— Begin ITEMS —

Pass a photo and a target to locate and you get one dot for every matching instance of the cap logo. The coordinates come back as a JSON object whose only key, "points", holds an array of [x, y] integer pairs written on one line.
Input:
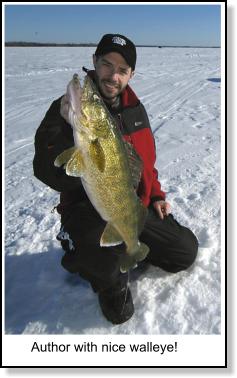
{"points": [[119, 41]]}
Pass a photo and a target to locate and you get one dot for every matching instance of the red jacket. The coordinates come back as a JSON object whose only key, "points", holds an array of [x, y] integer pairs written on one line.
{"points": [[54, 136], [139, 134]]}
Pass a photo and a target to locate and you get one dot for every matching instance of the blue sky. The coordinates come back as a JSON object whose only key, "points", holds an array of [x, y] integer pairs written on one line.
{"points": [[156, 24]]}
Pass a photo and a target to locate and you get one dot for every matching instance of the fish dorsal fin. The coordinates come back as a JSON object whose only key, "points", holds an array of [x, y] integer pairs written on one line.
{"points": [[135, 163], [97, 155], [110, 236], [75, 165]]}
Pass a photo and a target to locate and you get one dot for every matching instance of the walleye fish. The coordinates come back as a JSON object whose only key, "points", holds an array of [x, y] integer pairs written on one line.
{"points": [[100, 158]]}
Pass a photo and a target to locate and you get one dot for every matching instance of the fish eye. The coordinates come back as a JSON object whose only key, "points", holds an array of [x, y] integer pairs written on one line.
{"points": [[95, 97]]}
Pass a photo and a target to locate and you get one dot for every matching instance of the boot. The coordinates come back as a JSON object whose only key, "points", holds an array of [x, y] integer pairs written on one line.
{"points": [[116, 304]]}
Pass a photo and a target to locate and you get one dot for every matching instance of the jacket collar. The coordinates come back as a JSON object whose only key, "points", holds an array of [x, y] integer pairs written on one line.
{"points": [[128, 96]]}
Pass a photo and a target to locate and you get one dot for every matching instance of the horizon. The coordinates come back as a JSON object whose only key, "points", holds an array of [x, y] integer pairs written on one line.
{"points": [[154, 25]]}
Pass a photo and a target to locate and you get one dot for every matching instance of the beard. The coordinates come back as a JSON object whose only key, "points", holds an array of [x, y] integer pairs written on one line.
{"points": [[109, 89]]}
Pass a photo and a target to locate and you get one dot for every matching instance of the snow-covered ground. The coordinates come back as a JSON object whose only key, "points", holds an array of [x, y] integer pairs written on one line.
{"points": [[180, 89]]}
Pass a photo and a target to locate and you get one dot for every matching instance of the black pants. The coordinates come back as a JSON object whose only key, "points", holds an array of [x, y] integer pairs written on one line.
{"points": [[172, 246]]}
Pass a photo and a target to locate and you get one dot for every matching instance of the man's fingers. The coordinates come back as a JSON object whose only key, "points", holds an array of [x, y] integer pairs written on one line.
{"points": [[159, 210]]}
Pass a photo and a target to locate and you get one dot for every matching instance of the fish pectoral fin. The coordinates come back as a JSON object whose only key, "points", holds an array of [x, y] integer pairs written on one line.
{"points": [[110, 236], [97, 155], [130, 259], [75, 166], [64, 157]]}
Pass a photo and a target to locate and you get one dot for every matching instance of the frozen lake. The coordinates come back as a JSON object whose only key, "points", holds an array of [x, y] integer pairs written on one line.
{"points": [[181, 90]]}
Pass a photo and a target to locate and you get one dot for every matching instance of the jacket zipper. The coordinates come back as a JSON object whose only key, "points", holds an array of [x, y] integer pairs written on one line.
{"points": [[121, 127]]}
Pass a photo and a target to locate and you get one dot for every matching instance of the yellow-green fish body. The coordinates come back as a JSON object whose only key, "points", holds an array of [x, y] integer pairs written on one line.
{"points": [[101, 160]]}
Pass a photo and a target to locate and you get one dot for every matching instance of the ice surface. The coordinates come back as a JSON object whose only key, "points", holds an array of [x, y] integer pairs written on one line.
{"points": [[180, 89]]}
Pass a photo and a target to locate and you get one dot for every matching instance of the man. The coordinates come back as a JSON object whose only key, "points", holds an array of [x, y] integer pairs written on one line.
{"points": [[172, 246]]}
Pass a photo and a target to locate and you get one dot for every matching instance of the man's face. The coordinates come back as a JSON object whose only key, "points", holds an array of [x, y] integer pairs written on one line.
{"points": [[113, 74]]}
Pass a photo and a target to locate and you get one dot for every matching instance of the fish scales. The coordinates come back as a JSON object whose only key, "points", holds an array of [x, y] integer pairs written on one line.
{"points": [[101, 160]]}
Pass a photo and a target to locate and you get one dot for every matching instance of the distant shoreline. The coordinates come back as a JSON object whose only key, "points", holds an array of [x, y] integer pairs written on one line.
{"points": [[38, 44]]}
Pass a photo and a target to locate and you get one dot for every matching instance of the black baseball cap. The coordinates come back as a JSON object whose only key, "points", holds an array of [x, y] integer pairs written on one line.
{"points": [[118, 43]]}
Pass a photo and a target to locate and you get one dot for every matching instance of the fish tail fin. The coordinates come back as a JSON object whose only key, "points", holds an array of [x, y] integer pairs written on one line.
{"points": [[130, 259]]}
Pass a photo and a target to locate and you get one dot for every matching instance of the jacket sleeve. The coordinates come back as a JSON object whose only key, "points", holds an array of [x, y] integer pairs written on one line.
{"points": [[156, 193], [53, 136]]}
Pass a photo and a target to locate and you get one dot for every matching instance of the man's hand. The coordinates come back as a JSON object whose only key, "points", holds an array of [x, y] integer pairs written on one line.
{"points": [[163, 208], [64, 108]]}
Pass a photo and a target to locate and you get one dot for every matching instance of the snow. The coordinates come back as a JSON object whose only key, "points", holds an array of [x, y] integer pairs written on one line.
{"points": [[181, 90]]}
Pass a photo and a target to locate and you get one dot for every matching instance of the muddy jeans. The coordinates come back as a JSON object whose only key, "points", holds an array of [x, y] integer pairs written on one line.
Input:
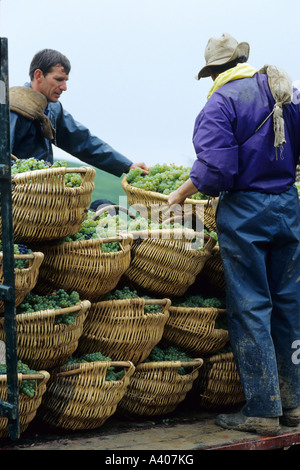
{"points": [[259, 236]]}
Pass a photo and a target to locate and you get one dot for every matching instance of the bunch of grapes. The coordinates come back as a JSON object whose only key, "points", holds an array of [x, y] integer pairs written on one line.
{"points": [[162, 179], [127, 293], [170, 353], [20, 249], [112, 372], [30, 164], [27, 387], [89, 230], [57, 300]]}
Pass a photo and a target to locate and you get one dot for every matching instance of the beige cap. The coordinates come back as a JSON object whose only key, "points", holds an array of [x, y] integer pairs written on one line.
{"points": [[222, 50]]}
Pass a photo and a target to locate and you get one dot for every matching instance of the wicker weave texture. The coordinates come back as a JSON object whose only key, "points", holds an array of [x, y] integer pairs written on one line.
{"points": [[79, 397], [121, 329], [44, 208], [26, 278], [193, 330], [155, 206], [218, 385], [27, 406], [156, 388], [41, 343], [165, 263], [83, 266]]}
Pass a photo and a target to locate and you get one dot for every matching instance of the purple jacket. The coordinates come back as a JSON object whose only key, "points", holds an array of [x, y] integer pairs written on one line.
{"points": [[230, 155]]}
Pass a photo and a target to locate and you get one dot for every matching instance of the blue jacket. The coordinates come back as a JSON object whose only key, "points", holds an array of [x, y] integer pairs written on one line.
{"points": [[230, 154], [27, 140]]}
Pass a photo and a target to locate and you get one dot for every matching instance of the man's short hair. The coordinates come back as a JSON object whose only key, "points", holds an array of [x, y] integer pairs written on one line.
{"points": [[46, 59], [228, 65]]}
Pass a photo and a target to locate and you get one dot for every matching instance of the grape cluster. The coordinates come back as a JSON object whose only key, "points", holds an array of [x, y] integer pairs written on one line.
{"points": [[30, 164], [27, 387], [162, 178], [89, 230], [127, 293], [112, 372], [170, 353], [20, 249], [57, 300]]}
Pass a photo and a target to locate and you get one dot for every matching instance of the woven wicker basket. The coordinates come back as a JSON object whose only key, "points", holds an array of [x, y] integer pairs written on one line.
{"points": [[193, 330], [218, 386], [44, 208], [164, 262], [83, 266], [156, 388], [154, 206], [43, 344], [121, 329], [27, 406], [79, 397], [26, 278]]}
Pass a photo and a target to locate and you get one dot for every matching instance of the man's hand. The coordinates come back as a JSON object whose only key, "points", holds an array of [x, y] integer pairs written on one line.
{"points": [[142, 166]]}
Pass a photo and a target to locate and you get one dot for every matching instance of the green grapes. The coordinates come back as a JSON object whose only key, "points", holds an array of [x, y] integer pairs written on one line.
{"points": [[171, 353], [30, 164], [112, 372], [89, 230], [162, 178], [59, 299], [196, 301], [27, 387], [127, 293]]}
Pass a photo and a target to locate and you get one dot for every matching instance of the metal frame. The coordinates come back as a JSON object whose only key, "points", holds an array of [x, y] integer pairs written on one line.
{"points": [[9, 409]]}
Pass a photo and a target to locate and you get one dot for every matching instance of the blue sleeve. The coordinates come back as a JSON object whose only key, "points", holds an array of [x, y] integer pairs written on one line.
{"points": [[77, 140], [216, 148]]}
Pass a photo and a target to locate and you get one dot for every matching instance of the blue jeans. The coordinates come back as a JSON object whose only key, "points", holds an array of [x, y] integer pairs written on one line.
{"points": [[259, 237]]}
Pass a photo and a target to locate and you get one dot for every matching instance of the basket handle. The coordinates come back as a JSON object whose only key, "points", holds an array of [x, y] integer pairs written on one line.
{"points": [[112, 206], [166, 302], [125, 364]]}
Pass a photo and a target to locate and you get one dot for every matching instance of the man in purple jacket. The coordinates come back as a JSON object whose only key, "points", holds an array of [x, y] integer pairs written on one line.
{"points": [[247, 142]]}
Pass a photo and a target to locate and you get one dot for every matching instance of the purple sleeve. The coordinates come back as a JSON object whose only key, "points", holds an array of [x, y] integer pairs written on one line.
{"points": [[216, 148]]}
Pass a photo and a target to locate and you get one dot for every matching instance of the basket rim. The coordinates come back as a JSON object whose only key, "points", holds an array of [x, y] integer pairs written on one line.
{"points": [[83, 305], [165, 302], [92, 241], [59, 170], [201, 309], [163, 197], [41, 375], [81, 367], [195, 362]]}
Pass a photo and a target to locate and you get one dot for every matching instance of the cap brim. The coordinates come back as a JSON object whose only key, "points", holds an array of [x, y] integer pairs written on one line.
{"points": [[242, 48]]}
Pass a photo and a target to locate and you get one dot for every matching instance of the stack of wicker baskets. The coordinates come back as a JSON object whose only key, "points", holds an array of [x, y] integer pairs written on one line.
{"points": [[44, 209], [122, 330], [162, 263], [155, 206]]}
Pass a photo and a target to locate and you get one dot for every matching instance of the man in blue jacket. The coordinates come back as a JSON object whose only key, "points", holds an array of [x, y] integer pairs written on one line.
{"points": [[247, 143], [38, 120]]}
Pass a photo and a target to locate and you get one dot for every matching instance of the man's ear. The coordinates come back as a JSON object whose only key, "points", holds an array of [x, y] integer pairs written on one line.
{"points": [[38, 75]]}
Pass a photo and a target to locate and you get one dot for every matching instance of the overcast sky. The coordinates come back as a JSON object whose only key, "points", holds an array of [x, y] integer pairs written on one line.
{"points": [[134, 62]]}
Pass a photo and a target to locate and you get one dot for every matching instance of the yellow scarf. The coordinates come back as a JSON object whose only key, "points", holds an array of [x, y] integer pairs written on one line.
{"points": [[239, 71]]}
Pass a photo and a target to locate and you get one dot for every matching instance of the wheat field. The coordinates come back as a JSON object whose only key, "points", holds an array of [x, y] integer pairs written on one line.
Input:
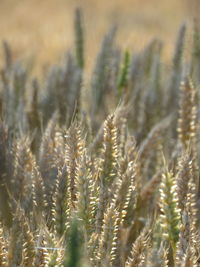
{"points": [[99, 134]]}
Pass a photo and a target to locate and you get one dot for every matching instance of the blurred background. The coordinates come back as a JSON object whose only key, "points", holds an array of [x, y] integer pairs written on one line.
{"points": [[42, 30]]}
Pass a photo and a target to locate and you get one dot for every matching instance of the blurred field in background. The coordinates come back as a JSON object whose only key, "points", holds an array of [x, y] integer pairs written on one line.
{"points": [[41, 31]]}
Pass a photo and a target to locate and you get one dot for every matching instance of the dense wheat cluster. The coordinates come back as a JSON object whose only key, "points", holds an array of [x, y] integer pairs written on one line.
{"points": [[104, 172]]}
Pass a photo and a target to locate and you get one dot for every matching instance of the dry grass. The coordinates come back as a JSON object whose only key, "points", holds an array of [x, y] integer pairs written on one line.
{"points": [[42, 30]]}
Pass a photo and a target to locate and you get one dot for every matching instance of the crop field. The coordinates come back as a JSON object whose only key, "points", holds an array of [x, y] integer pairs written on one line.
{"points": [[99, 134]]}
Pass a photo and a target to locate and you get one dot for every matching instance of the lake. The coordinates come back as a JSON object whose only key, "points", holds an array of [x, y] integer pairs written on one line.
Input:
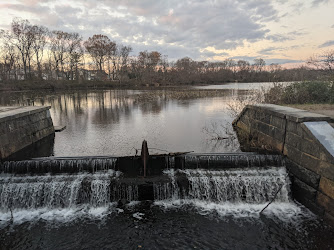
{"points": [[115, 122]]}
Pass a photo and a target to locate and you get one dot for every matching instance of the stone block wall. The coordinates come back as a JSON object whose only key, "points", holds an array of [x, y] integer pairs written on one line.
{"points": [[307, 140], [23, 126]]}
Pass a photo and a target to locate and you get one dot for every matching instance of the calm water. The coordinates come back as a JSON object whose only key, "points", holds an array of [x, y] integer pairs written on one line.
{"points": [[115, 122]]}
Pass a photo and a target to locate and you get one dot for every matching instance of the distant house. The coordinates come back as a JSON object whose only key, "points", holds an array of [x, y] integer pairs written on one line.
{"points": [[92, 75]]}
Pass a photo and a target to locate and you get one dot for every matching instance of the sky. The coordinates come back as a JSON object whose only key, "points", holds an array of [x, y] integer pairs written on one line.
{"points": [[279, 31]]}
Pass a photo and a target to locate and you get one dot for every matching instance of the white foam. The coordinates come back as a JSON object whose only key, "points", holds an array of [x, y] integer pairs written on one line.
{"points": [[282, 210], [62, 215], [138, 215]]}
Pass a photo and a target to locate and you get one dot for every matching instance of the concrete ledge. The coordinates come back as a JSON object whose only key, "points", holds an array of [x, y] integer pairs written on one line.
{"points": [[7, 114], [306, 139], [22, 126]]}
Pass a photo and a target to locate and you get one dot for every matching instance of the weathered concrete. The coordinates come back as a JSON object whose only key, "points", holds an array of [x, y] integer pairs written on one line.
{"points": [[23, 126], [306, 139]]}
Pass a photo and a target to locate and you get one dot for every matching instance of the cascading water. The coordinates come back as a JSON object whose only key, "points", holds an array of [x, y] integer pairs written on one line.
{"points": [[63, 191], [233, 185], [69, 183]]}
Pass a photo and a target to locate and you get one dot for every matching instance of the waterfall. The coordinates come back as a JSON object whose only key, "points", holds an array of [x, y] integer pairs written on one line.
{"points": [[59, 165], [63, 191], [233, 185]]}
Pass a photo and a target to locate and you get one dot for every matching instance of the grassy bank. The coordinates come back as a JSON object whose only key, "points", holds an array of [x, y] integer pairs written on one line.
{"points": [[310, 92]]}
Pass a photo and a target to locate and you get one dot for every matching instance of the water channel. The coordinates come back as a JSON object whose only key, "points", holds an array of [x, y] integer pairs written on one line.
{"points": [[114, 122]]}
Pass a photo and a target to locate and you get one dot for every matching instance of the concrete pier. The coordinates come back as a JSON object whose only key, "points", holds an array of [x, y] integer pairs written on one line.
{"points": [[306, 139], [23, 126]]}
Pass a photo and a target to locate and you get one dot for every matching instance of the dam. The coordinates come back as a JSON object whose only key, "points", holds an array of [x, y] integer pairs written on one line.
{"points": [[247, 192]]}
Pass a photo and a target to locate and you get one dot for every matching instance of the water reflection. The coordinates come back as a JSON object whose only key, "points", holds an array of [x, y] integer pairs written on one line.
{"points": [[113, 122]]}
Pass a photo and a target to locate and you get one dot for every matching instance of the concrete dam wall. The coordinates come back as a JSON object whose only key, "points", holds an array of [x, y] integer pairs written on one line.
{"points": [[307, 139], [22, 126]]}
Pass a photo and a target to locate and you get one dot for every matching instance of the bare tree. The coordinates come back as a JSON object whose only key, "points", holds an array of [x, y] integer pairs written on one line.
{"points": [[100, 48], [323, 61], [22, 37], [38, 45]]}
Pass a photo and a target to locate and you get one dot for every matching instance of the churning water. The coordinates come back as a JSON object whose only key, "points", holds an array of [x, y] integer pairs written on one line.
{"points": [[90, 205], [193, 208]]}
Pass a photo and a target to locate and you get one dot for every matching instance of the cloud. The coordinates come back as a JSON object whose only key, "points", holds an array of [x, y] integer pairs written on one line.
{"points": [[316, 3], [326, 44], [280, 61], [269, 50]]}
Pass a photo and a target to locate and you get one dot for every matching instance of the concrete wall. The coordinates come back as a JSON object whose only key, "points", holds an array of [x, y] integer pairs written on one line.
{"points": [[23, 126], [307, 139]]}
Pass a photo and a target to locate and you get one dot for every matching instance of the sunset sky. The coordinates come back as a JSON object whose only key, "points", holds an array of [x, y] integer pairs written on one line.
{"points": [[279, 31]]}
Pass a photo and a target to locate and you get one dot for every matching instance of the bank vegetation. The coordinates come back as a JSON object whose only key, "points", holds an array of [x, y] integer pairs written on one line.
{"points": [[34, 57]]}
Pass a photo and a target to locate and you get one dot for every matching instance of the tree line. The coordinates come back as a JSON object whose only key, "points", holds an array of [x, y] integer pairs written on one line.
{"points": [[33, 52]]}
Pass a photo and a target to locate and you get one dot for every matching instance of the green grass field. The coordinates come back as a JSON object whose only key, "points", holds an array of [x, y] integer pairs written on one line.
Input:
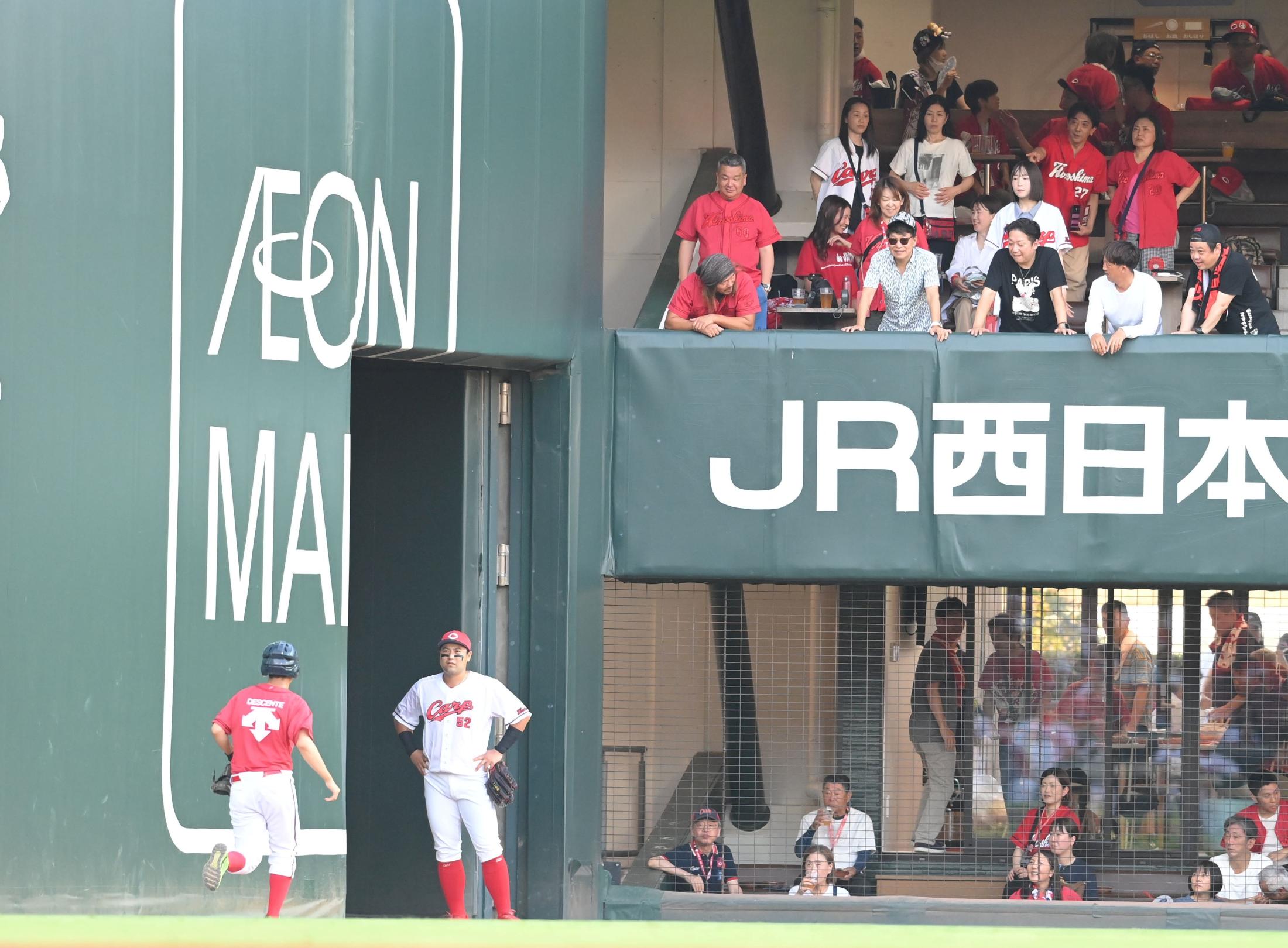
{"points": [[119, 932]]}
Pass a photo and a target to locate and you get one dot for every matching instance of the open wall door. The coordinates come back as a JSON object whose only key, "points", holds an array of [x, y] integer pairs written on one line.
{"points": [[407, 549]]}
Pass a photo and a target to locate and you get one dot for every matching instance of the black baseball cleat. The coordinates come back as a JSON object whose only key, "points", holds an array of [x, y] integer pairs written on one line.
{"points": [[215, 867]]}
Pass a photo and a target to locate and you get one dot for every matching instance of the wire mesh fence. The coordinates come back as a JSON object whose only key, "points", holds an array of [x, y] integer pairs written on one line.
{"points": [[943, 740]]}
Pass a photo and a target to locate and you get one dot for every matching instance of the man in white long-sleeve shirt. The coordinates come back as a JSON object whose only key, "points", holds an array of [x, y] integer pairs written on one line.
{"points": [[1125, 303]]}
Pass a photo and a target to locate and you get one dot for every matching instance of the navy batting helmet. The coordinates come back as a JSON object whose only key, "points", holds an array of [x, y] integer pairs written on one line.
{"points": [[280, 661]]}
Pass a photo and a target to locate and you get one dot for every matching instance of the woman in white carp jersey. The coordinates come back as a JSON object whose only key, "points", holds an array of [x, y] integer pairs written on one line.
{"points": [[459, 706], [848, 165], [1027, 186]]}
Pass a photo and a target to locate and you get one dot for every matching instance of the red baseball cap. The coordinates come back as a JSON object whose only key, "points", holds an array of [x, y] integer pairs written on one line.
{"points": [[1241, 28], [455, 638]]}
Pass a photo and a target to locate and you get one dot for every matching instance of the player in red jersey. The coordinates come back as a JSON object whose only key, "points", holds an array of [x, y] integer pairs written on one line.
{"points": [[258, 729]]}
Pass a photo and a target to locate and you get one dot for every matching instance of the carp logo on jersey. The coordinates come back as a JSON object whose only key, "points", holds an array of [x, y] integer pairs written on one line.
{"points": [[439, 710]]}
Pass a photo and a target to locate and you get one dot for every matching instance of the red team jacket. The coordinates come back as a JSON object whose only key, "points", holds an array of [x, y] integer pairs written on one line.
{"points": [[265, 723]]}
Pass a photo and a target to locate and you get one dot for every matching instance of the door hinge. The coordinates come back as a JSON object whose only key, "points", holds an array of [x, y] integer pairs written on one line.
{"points": [[503, 565], [504, 413]]}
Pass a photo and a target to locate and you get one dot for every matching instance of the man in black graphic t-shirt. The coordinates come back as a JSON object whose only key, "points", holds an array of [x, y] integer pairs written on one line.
{"points": [[1224, 290], [1029, 283]]}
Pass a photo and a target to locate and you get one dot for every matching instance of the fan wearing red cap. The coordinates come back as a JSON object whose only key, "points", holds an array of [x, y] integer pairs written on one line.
{"points": [[703, 865], [453, 759], [1247, 74]]}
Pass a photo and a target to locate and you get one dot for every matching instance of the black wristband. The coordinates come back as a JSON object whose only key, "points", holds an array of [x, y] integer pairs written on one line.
{"points": [[508, 740]]}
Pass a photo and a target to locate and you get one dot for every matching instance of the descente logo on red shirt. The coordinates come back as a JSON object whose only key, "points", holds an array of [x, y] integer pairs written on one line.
{"points": [[439, 712], [722, 219]]}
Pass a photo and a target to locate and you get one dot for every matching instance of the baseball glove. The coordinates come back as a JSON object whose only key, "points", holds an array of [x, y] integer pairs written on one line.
{"points": [[223, 784], [500, 785]]}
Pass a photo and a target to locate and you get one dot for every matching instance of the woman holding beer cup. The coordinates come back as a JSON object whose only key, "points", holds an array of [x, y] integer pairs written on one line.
{"points": [[818, 874]]}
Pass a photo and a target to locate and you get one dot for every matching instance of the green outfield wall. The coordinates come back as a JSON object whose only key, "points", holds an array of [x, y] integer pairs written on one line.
{"points": [[213, 207]]}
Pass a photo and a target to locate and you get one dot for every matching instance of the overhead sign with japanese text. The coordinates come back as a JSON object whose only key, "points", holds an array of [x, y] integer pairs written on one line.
{"points": [[821, 456]]}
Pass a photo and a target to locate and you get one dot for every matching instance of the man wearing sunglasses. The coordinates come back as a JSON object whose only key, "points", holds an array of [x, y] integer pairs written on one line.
{"points": [[909, 276]]}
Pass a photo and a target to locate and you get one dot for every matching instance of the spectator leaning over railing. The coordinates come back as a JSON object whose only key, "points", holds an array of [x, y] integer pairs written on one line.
{"points": [[971, 258], [910, 280], [1029, 283], [827, 252], [818, 874], [848, 165], [1205, 882], [1045, 882], [870, 236], [1224, 289], [1139, 97], [1239, 865], [844, 833], [712, 299], [1034, 830], [937, 719], [703, 865], [1123, 303], [1144, 197], [1270, 813], [928, 167], [865, 70], [1076, 174], [1273, 881], [1247, 74], [732, 223], [1147, 53]]}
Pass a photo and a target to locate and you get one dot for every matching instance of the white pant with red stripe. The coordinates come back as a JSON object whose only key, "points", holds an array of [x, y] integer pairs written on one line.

— End ITEMS —

Repeat word for word the lines running from the line containing "of the overhead" to the end of the entries above, inclusive.

Pass a photo and a target to locate and you get one dot for every matching instance of the overhead sign with japanese text. The coordinates come back as a JSON object whose only key, "points", holds an array of [x, y] integer pairs written on one line.
{"points": [[821, 456]]}
Pass a photo and a target to locate and you get one dot for every matching instance of the man wearing sunglasses. The coordinates come back as a JSON object whose only key, "points", holds an array of [x, y] integer pairs written on one line.
{"points": [[909, 276]]}
Pass a photo and a target to locate and you get one dot for every matching instance of the spectator leaning over railing. The coordinates come back as a JSON object whose only key, "points", holds an array of [x, y] integer pairs written on one line.
{"points": [[971, 258], [910, 280], [1029, 283], [827, 252], [818, 874], [848, 165], [1205, 882], [1045, 882], [870, 236], [1224, 289], [1139, 97], [1239, 865], [844, 833], [712, 299], [1034, 830], [937, 719], [703, 865], [1123, 303], [1144, 197], [1270, 813], [928, 167], [865, 70], [1076, 174], [1273, 881], [1247, 74], [732, 223], [1147, 53]]}
Pass a photo and a target to locate and you get one dot for every matching instance of the white pant with red stripe. The coordinates come back as a JSON object whose only key, "points", holds an array of [x, y] integer pairs written on one line.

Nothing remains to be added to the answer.